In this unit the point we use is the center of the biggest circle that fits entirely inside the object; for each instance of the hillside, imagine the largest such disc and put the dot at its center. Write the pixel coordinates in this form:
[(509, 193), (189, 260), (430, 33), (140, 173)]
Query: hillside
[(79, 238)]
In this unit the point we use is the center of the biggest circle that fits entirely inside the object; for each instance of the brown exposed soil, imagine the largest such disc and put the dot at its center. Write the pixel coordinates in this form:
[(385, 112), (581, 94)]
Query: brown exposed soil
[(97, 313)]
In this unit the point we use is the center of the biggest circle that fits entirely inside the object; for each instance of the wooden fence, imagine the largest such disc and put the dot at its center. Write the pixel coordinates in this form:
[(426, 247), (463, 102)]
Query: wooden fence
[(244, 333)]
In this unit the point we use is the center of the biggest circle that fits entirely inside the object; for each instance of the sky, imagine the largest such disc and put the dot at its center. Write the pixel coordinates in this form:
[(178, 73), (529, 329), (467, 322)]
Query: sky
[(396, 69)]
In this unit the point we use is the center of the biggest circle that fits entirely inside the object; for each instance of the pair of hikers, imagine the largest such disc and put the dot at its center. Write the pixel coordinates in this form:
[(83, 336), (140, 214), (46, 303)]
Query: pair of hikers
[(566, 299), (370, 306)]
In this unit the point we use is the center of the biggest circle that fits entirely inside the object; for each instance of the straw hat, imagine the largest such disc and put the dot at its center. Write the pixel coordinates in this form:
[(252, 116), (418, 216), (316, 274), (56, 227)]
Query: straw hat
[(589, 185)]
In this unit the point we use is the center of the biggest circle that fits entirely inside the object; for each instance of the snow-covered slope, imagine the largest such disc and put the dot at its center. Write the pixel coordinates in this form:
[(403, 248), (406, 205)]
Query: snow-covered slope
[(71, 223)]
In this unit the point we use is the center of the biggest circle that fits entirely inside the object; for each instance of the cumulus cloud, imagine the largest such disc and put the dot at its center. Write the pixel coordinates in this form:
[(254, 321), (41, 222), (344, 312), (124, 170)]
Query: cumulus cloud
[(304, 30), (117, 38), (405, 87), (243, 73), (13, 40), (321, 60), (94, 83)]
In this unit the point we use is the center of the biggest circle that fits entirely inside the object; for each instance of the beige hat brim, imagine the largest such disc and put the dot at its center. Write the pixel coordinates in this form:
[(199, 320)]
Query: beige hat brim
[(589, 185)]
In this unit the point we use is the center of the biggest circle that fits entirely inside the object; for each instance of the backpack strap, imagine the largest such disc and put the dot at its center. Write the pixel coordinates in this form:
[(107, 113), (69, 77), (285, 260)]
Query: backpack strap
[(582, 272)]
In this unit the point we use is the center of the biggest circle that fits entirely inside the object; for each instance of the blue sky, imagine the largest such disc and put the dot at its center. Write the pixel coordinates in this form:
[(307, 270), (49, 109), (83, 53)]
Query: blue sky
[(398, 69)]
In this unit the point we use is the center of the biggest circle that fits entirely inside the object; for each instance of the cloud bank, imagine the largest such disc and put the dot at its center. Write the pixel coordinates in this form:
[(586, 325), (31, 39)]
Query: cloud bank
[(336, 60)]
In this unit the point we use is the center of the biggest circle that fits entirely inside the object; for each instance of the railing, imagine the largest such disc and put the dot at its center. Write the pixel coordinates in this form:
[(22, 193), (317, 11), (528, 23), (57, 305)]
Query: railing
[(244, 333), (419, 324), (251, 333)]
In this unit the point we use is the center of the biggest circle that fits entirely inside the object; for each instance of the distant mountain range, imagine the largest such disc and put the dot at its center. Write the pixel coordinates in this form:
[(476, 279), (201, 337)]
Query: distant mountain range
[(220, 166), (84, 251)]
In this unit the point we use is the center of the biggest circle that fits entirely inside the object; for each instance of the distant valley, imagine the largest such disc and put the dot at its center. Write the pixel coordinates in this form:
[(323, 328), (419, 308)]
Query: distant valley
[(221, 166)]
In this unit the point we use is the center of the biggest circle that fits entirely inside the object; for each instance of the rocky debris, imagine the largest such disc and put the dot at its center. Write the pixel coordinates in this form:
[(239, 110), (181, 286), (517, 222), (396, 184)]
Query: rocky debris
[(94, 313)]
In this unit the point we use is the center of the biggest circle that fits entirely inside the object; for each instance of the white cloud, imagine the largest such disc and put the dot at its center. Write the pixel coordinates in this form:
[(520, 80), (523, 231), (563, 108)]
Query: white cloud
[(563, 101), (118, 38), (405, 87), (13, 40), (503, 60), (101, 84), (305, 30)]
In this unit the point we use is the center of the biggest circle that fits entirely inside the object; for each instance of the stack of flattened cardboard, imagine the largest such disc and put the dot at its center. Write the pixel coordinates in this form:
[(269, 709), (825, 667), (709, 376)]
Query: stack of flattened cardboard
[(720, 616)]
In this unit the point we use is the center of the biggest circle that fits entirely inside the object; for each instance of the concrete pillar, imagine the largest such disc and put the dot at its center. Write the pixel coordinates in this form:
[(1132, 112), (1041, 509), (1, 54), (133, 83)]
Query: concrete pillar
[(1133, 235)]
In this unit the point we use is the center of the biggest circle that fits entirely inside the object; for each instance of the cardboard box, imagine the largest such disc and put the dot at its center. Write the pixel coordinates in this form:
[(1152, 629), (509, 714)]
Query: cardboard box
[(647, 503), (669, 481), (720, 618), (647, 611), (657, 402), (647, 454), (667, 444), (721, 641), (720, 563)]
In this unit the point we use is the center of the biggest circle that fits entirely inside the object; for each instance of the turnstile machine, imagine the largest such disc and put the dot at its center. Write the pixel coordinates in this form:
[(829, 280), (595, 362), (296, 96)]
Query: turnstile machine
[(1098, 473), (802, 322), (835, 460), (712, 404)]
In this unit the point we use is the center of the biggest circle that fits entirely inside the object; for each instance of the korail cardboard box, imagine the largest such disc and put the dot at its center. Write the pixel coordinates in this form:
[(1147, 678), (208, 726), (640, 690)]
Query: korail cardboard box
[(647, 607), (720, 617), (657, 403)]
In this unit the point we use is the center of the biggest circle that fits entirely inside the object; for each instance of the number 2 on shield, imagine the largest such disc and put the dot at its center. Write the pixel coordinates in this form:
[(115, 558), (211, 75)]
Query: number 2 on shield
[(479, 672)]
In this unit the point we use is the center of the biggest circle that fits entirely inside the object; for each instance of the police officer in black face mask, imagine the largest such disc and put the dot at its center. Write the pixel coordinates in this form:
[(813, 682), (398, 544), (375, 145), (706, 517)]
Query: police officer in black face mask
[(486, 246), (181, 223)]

-----

TASK TO CARRY OUT -
Retype the entries from the line that contains "the distant mountain" through the line that contains "[(94, 313)]", keeping every character the same.

THE REPLY -
In this unit the point we use is the center of the biggest circle that fits entirely inside the object; for each instance of the distant mountain range, imagine the largest such disc and put the dot at its center. Write the pixel coordinates in this form:
[(476, 279), (201, 337)]
Query: distant mountain range
[(220, 166), (84, 251)]
In this unit the point we use is the center of the biggest circle that fits entirely inside the object; for each instance of the distant valley, imagine the largest such disc and put the dot at its center. Write the pixel coordinates in this form:
[(323, 328), (419, 308)]
Query: distant valley
[(221, 166)]
In this unit the point we use is the center of the biggest circle that fits entirely inside the object; for each instance of the rocky debris, imagine the largest such disc and put the dot at its center. Write the pixel coordinates in this form:
[(239, 110), (181, 286), (517, 222), (396, 184)]
Query: rocky debris
[(94, 313)]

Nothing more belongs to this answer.